### EXERCISE DETAILS
Would you print out every entry exactly as given?

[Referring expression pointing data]
====

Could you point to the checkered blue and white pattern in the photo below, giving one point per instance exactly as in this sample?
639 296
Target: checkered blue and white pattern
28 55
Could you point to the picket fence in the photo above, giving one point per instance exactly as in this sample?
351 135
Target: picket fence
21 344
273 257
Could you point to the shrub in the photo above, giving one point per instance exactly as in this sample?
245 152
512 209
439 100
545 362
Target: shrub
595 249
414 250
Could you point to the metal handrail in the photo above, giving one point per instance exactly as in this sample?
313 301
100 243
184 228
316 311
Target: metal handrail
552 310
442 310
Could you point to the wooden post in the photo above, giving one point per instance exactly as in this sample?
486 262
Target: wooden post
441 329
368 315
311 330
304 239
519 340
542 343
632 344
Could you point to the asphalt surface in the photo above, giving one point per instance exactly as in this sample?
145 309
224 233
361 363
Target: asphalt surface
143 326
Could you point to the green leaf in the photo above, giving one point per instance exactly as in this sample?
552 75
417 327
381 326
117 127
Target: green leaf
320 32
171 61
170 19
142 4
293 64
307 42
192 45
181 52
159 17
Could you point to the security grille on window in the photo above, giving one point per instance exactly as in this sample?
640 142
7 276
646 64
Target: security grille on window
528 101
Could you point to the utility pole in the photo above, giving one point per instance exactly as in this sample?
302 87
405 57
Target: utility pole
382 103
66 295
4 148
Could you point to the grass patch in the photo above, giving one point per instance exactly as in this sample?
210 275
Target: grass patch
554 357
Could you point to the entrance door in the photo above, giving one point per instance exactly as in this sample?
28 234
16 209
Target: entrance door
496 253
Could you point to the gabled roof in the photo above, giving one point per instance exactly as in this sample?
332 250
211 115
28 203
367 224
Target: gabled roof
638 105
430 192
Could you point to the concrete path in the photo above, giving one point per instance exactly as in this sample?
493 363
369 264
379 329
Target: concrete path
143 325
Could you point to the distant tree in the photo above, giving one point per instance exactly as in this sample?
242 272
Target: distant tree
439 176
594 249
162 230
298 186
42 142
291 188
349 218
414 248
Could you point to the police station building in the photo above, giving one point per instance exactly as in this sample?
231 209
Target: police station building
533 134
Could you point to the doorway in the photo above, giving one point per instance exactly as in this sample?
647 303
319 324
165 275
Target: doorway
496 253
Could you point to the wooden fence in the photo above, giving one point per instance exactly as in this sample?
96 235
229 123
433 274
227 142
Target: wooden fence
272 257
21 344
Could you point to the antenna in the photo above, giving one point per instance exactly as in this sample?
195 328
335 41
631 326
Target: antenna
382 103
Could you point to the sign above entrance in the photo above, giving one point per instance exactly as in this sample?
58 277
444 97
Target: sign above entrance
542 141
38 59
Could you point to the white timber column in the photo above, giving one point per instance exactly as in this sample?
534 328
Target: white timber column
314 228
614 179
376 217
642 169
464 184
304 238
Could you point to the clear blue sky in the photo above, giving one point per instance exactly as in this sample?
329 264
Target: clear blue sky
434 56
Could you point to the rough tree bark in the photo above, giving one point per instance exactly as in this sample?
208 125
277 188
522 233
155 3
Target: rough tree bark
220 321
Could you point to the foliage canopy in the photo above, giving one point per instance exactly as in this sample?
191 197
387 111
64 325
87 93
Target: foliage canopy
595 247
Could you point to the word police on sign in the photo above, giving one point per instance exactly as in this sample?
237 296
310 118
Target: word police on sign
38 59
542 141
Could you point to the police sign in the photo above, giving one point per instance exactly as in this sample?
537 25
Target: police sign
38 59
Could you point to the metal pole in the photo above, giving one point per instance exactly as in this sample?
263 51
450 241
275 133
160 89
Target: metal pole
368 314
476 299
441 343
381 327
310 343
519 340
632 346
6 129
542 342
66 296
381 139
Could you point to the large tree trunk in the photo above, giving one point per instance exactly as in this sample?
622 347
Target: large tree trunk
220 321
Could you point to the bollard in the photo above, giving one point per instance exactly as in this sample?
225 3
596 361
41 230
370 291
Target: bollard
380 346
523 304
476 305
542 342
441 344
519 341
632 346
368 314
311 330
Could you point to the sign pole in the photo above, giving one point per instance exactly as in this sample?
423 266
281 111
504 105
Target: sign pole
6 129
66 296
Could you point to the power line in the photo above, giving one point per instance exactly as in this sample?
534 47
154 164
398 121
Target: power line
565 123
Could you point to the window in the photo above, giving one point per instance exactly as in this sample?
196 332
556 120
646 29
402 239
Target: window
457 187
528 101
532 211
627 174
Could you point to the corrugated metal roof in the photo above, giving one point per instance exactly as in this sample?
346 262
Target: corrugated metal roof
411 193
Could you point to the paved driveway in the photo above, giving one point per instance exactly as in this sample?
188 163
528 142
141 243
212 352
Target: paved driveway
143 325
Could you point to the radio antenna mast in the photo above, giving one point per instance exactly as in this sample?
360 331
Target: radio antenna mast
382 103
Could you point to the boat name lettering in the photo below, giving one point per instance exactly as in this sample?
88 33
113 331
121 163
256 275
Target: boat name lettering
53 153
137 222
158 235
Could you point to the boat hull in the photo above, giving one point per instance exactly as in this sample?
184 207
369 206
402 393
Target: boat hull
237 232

====

### ANSWER SECTION
Could you point to the checkered blue and white pattern in the photo below, giving one point per instance exactly as in this sample?
639 296
Target: checkered blue and white pattern
28 55
Could you point to the picket fence in the photo above, giving one point per instance exactly as in this sample?
351 135
Target: picket fence
21 344
273 257
Could you point to the shrub in the photo above, giving one point per instance exactly as in this sample?
245 152
512 209
439 100
545 362
Target: shrub
595 249
414 250
Could you point to the metal handrail in the photo above, giving one point per instance exactly as in this sample?
313 301
100 243
184 228
316 311
Target: metal handrail
552 310
442 310
Could you point to the wooden post in the photo above, giving one point per instance exactly as in this sample?
486 262
Target: wooden post
441 329
368 315
311 330
304 239
519 340
542 343
632 344
Could you point to the asphalt surface in the photo above, giving one point per instance exactly as in this sample?
145 309
224 233
361 363
Target: asphalt surface
143 326
Could you point to the green leaf in the photo above, giving one point per instance exactly as in this sample?
552 75
417 327
381 326
117 127
Target: green leaf
320 32
171 61
170 19
142 4
293 64
307 42
192 45
181 52
159 17
Could you point to the security grille on window in the photo above, giving one point per instance exactly as in this sample?
640 142
7 276
646 64
Target: security grille on window
528 101
Could you point to the utility pole in the photo above, giving one point per instance exactly as in this sample?
302 87
405 57
Target: utility pole
382 103
66 295
4 148
Could you point to the grass patch in the photo above, giving one point per instance exactly as in this sample?
210 275
Target: grass patch
554 357
Could you point to the entrance door in the photo above, giving one point per instance exactly as in this sample?
28 234
16 209
Target: entrance door
496 253
Could you point to the gabled roof in the photo above, giving one point per instance exactly as in this sample?
332 250
211 115
28 203
367 224
Target: gabled roof
638 105
430 192
Could you point to the concrete path in the photo above, giving one point per instance exactly as in this sample?
493 363
369 264
379 329
Target: concrete path
143 325
Could you point to the distant tree in the photo above, giving one point per instance exactly as in this sample?
242 272
Target: distant tree
439 176
594 249
162 230
298 186
42 142
291 188
349 218
414 248
Could you point to the police station building in the photo above, giving one point per instance exactly as in this sample?
231 209
Target: police station building
533 134
Could you point to the doorway in the photo above, giving one point per instance exactly as in this sample?
647 303
319 324
165 275
Target: doorway
496 253
Could you point to the wooden fence in the photo above, giving one point per instance exactly as in this sample?
96 235
229 123
433 274
227 142
Target: wooden fence
272 257
21 344
Could you point to the antenna in the photo above, giving one point per instance exactly as in this sample?
195 328
335 41
631 326
Target: antenna
382 103
Could you point to the sign above entrance in the photo above, giving one point per instance exactly as in this sample?
58 277
444 97
Target: sign above entrance
542 141
38 59
Could you point to the white timber column in the photo above, giving one point per instance exactly as in this sample?
534 328
Target: white timber column
314 228
614 179
376 217
642 169
464 184
304 238
Could you point to the clear blue sky in the photo above, giving one point per instance exactly as in this sample?
329 264
Target: clear blue sky
434 56
Could you point to the rough tree bark in the photo above, giving one point per instance exactly as in this sample?
208 125
277 188
522 233
155 3
Target: rough tree bark
220 321
Could you point to the foliage canopy in the photo above, giving one point per instance exactly as in this sample?
191 197
387 111
64 325
87 93
Target: foliage canopy
595 247
Could you point to the word police on sign in the photo above, giving one point per instance exactly as in this sample?
237 296
310 118
Target: word police on sign
38 59
542 141
Could you point to the police sign in the photo above, giving one point per instance exactly as in this sample?
537 25
Target: police sign
38 59
Could you point to the metal pole in the photo above, giving one point per instance exactly as in this sample?
263 51
450 241
275 133
160 89
Target: metal pole
368 314
476 299
441 343
381 327
310 343
519 340
632 346
6 129
542 342
66 296
381 139
Could you point to the large tree trunk in the photo above, giving one point per instance exactly as in this sample?
622 347
Target: large tree trunk
220 321
Could you point to the bollard in the photo above, giving one point per instance exactly as in this sample?
225 3
596 361
41 230
370 291
Target: bollard
380 346
523 304
476 305
542 342
441 344
519 341
632 346
368 314
311 330
Could you point to the sign pole in the photo above, giving one point per instance exactly as in this sample?
423 266
281 111
504 105
Target: sign pole
6 129
66 296
Could you point to the power line in the photo above, giving one point per instance exactly as in this sample?
534 47
154 164
398 121
Target: power line
565 123
Could you point to the window in the photo above, giving one point per instance exactly as in this sample?
196 332
556 120
646 29
402 239
Target: window
457 187
528 101
532 211
627 174
Could you point to the corrugated metal roof in the photo above, giving one point per instance exactly as in this sample?
346 262
Target: corrugated metal roof
411 193
Could you point to the paved driveway in the photo above, giving one point per instance exactly as in this sample?
188 163
528 142
141 243
212 352
Target: paved driveway
143 325
Could you point to the radio antenna mast in the photo above, giving one point per instance exactly as in this sample?
360 331
Target: radio antenna mast
382 103
Could you point to the boat name lettering in the photo below, giving one point per instance exactly as in this sample?
88 33
113 331
121 163
256 275
Target: boat name lettering
53 153
137 222
158 235
Could you point to the boat hull in the photo above, giving one point per instance exactly as in this sample?
184 207
369 206
402 393
Target: boat hull
237 232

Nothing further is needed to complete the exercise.